Select and copy every line in the listing below that contains the string "front", matching uppercase and lowercase exactly.

══ DATASET CONTENT ══

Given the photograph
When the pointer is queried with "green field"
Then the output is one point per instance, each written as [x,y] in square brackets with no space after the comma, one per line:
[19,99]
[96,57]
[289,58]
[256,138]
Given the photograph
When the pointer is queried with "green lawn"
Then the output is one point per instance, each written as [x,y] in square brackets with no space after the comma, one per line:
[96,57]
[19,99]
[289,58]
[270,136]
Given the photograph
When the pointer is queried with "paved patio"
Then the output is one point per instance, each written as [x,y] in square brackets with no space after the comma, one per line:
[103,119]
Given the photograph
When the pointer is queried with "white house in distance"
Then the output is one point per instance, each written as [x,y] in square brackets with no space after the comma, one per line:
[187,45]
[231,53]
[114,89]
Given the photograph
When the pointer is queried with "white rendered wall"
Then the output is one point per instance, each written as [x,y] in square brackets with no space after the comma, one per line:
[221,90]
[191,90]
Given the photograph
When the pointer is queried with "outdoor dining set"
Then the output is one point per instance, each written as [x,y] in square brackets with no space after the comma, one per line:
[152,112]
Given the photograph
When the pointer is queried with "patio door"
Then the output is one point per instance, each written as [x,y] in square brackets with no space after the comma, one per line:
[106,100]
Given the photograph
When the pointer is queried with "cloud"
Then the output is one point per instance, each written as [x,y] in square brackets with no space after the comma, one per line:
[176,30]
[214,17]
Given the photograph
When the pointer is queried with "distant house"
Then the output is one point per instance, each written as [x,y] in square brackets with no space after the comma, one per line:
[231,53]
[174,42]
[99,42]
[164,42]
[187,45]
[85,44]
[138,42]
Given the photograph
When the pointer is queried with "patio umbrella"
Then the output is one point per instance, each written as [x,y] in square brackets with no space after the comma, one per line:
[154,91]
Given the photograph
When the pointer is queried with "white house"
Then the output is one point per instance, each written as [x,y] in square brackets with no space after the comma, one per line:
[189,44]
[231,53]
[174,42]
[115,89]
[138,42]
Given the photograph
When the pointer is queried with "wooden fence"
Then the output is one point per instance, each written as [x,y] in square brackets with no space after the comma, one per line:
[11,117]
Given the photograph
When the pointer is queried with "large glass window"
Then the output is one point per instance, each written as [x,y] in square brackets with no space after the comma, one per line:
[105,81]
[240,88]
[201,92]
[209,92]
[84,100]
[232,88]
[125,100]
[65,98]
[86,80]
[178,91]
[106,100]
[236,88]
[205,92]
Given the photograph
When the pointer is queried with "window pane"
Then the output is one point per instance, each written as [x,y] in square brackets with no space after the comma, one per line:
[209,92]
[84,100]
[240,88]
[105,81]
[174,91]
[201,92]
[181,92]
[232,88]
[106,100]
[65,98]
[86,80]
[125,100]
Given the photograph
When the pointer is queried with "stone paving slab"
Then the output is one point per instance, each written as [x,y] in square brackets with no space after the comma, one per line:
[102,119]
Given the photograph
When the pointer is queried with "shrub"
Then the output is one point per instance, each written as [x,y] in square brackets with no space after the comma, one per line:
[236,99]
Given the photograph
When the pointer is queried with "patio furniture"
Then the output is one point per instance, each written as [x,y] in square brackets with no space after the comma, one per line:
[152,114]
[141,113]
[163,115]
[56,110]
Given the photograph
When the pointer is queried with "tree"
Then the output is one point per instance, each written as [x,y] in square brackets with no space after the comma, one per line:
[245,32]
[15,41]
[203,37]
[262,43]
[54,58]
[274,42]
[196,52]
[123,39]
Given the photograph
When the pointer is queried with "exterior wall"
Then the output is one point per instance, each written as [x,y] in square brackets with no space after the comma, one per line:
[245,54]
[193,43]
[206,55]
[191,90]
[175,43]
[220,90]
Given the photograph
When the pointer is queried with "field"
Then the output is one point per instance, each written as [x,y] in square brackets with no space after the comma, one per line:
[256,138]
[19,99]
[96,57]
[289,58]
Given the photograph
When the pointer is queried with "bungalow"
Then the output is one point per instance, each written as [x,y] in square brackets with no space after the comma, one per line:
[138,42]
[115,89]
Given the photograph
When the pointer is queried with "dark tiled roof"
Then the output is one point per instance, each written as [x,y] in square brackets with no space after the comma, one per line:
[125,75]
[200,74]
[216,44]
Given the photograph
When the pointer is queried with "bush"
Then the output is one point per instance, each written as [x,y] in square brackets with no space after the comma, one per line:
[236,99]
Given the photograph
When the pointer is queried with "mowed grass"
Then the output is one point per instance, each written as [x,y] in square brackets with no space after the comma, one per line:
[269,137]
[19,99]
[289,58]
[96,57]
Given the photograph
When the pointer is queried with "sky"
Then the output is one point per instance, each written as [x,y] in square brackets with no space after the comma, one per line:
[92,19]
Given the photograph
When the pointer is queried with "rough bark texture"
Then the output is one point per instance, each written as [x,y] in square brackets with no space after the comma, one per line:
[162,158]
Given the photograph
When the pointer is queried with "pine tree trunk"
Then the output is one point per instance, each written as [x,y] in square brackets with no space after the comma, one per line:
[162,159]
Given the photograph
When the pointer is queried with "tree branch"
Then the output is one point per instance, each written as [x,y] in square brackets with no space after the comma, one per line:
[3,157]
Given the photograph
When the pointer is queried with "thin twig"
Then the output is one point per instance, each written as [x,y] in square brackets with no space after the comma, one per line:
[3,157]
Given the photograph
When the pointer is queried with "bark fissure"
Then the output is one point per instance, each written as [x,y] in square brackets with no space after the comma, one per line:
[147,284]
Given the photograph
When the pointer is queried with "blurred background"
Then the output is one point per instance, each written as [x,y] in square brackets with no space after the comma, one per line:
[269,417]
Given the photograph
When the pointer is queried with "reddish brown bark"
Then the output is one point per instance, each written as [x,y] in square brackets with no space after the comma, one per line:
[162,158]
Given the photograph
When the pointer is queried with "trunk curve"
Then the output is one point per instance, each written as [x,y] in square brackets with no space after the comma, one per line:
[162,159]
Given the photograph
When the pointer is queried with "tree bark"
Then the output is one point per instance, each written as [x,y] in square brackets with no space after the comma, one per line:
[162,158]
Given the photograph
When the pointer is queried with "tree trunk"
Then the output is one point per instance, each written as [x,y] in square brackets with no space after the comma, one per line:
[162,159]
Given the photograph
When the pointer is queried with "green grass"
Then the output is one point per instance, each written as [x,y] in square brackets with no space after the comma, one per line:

═══
══ DATASET CONTENT ══

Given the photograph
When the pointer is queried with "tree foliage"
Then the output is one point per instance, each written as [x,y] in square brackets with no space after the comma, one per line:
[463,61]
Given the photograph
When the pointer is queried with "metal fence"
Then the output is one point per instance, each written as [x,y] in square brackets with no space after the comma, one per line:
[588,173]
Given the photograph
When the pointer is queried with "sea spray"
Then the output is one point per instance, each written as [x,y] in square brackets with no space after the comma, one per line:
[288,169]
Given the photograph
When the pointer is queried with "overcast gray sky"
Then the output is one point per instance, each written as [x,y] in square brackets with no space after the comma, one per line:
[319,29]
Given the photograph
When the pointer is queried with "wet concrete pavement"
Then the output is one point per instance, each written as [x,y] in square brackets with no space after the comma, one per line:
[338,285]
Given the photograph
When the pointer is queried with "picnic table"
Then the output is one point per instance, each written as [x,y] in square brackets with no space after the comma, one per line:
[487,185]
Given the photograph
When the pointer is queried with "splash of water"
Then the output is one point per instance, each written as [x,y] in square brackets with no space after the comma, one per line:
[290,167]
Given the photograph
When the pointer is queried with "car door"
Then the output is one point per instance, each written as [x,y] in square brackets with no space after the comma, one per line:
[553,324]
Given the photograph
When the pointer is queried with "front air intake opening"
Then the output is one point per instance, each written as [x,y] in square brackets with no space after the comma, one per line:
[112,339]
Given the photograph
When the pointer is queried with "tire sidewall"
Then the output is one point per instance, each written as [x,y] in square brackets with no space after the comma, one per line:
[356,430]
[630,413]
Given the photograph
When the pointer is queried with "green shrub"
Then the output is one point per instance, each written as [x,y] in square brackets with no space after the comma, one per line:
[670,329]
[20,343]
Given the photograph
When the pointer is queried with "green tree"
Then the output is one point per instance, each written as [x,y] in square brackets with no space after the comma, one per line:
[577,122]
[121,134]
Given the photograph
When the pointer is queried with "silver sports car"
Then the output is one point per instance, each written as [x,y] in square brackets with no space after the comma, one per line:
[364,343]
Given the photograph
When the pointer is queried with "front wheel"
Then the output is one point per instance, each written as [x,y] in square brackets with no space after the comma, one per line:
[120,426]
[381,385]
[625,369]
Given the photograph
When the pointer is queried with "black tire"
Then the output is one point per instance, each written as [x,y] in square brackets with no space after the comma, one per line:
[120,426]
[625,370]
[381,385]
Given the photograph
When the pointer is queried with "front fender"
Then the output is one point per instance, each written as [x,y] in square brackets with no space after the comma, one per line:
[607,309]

═══
══ DATASET CONTENT ══

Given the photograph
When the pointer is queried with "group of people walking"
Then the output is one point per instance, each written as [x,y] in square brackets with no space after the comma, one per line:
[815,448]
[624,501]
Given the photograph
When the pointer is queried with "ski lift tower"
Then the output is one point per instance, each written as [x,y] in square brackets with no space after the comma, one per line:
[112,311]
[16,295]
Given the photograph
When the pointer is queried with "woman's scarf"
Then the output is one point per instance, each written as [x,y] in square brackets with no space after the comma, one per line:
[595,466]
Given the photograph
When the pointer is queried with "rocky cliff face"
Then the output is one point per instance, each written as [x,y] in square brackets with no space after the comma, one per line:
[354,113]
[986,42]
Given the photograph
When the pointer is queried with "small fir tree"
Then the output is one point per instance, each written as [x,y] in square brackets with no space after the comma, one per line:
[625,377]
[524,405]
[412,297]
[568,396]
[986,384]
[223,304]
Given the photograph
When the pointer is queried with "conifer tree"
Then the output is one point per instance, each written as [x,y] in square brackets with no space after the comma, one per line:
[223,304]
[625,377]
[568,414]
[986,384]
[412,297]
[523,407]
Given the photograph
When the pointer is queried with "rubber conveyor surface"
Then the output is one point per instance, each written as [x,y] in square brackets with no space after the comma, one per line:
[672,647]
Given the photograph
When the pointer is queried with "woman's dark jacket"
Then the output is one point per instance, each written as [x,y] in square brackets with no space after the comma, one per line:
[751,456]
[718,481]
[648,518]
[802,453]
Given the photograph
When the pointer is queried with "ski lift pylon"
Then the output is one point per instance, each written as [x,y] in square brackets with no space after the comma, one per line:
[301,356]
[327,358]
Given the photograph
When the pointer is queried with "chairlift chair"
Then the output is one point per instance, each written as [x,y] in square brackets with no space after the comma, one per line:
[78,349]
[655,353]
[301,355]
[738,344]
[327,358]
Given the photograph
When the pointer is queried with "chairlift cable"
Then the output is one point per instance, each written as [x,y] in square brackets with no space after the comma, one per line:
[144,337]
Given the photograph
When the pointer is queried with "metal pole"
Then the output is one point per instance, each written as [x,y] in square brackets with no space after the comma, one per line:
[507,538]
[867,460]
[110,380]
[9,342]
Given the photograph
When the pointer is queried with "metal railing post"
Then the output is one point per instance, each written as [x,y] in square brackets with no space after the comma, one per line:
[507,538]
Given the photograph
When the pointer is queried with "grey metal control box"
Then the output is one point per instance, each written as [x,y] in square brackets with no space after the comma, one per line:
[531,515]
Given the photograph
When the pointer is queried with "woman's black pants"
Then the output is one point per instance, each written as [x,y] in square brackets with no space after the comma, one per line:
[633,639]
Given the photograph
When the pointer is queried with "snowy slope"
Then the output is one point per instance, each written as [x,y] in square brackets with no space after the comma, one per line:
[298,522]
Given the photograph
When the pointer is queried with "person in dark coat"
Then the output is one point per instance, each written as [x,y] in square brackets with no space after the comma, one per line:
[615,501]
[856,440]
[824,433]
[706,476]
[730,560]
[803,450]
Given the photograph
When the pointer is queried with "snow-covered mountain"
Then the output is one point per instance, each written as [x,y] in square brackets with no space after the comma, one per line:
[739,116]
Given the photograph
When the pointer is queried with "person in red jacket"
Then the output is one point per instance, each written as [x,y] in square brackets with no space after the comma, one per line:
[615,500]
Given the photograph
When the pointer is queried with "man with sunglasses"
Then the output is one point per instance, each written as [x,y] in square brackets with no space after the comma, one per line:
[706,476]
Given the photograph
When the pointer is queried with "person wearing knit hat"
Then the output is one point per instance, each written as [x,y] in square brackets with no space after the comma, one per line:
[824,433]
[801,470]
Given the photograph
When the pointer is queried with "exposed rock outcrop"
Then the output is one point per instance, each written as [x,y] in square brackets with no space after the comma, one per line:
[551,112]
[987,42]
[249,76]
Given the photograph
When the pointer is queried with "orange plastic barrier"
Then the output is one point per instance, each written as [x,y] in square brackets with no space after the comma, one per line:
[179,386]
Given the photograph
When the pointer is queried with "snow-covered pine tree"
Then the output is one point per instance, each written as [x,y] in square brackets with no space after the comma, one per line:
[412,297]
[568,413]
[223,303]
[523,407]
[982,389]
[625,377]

═══

- **SOLUTION TO THIS EXERCISE**:
When the pointer is queried with "front air intake opening"
When the pointer is queried with "front wheel"
When the pointer is queried with "front fender"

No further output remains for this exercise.